* Task to carry out *
In the lines below, swap every "box coordinates" for "pixel coordinates" and give the lines again with nothing else changed, leaving out the pictures.
━━━━━━━━
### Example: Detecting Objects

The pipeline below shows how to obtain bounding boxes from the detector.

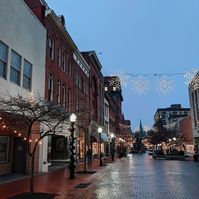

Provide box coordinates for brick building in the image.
[82,51,107,155]
[0,0,46,175]
[25,0,90,171]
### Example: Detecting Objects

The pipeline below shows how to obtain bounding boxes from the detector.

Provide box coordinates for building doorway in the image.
[12,138,26,174]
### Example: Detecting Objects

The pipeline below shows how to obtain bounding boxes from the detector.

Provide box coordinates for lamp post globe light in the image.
[69,113,77,179]
[97,127,102,166]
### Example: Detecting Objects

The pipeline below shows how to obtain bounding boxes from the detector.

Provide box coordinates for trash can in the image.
[193,155,198,162]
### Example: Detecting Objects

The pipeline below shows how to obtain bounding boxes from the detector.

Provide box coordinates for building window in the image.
[57,46,61,66]
[62,84,66,109]
[67,90,71,112]
[48,37,55,60]
[48,73,53,101]
[23,60,32,90]
[0,136,9,164]
[56,80,60,104]
[0,41,8,79]
[10,51,21,85]
[75,98,79,112]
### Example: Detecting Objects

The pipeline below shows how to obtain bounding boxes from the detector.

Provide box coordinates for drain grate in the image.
[75,183,90,189]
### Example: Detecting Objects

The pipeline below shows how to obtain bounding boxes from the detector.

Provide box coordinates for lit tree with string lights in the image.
[0,95,70,193]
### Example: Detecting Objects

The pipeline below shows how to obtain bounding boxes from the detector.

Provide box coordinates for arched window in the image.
[57,46,62,66]
[48,37,55,60]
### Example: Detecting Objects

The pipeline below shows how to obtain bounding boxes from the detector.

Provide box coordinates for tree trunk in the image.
[30,153,35,193]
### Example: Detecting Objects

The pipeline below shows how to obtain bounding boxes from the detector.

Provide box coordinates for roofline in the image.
[82,50,102,70]
[45,8,78,50]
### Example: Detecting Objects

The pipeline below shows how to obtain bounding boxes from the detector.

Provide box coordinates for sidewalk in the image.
[0,159,112,199]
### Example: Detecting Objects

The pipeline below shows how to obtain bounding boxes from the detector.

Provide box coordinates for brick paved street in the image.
[0,154,199,199]
[87,154,199,199]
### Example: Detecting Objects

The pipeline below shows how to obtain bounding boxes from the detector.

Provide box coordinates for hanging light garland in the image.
[156,76,175,95]
[109,68,199,95]
[131,76,150,95]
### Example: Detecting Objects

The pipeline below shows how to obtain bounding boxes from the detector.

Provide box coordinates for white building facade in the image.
[189,73,199,147]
━━━━━━━━
* Written answer *
### Example: Detecting Objects

The pipeline below shows how to obtain bounding boxes from the detector.


Provide pixel coordinates for brick building in the image.
[82,51,107,155]
[0,0,46,175]
[25,0,90,171]
### Example: Detecting Objects

The pipeline below shows how to obtain bounding boxes from the detector.

Provide pixel coordinates for building doorway in the image.
[12,138,26,174]
### Example: Detecting Objects

The pipeline below shows how to obtain bounding boxes from the detector.

Provide pixel coordinates for lamp post globe light in the image.
[69,113,77,179]
[97,127,102,166]
### Example: Detecting Objects

The pipeline below shows how to obtain bounding boxes from the detector.

Provide pixel coordinates for trash can in the image.
[193,155,198,162]
### Example: Detecting Objects

The pipeline below shows how to obtain bounding boxes from the detector.

Provide pixel coordinates for building window in the image.
[57,46,61,66]
[62,84,66,109]
[67,90,71,112]
[48,37,55,60]
[48,73,53,101]
[23,60,32,90]
[0,136,9,164]
[56,80,60,104]
[0,41,8,79]
[10,51,21,85]
[75,98,79,112]
### Example: Detecting Objects

The pipeline below shows how to obtain bounding boxes from the detector.

Provide pixel coordinates for drain grate in the image.
[75,183,90,189]
### Example: Detecting Objects

The pipeline below shows how to obtain bounding boxes from the detector.

Provide pixel coordinates for lit tree with string lights in the image.
[0,95,70,193]
### Example: Detecting Objects

The pipeline below shows how to obtain bounding boxes from the detector.

Provide pixel coordinates for arched window in the image.
[57,46,62,66]
[48,37,55,60]
### Example: Detecting Objects

The pipeline below shows how to obtain bounding boxes from the detector.

Provide pixel coordinates for tree trunk in the image.
[30,153,35,193]
### Example: Detecting Objects

The pipeline below shows how to obtain bounding boxes from the detector.

Provide pixel coordinates for roofline in the image.
[82,50,102,70]
[45,8,78,50]
### Example: Detecting Objects

The pipeline below shows how to obtain bounding boxes from the detector.

Provide pixel coordinates for sidewalk in the image.
[0,159,112,199]
### Example: Detecting Objects

The pipeline below shows how to obtain bounding boxes from the detector.

Provide pixel coordinates for brick paved street in the image.
[0,154,199,199]
[87,154,199,199]
### Example: Detecting Objects

The pipeline below shows how to obtain bounding boxes from the detector.

Provide pixel coordinates for hanging light garland in the image.
[156,76,175,95]
[109,68,199,95]
[131,76,150,95]
### Example: Detecting Objects

The pipeline below shows how to obtain bounding boxes from the detector.

Provide pixel coordinates for white building facade in the image.
[189,73,199,147]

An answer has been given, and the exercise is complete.